Lido Vieri (; born 16 July 1939) is a former Italian football manager and former football player who played as a goalkeeper.

He won the 1968 European Championship and was a runner-up at the 1970 FIFA World Cup with the Italy national team.

Club career 
During his club career he played for Torino, Inter and Pistoiese. Vieri won the Coppa Italia with Torino during the 1967–68 season, and the 1970–71 Serie A with Inter.

International career 
Vieri earned 4 caps for the Italy national football team between 1963 and 1968. He was a backup keeper to Dino Zoff and Albertosi in Italy's victorious 1968 UEFA European Football Championship campaign on home soil under manager Ferruccio Valcareggi, and also at the 1970 FIFA World Cup, where Italy reached the final.

◆ What is being asked
According to the extract about Lido Vieri, how many caps did he earn for the Italy national team?

◆ Provided material
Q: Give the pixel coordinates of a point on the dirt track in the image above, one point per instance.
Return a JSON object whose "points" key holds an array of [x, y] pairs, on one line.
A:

◆ Solution to this task
4 caps, between 1963 and 1968.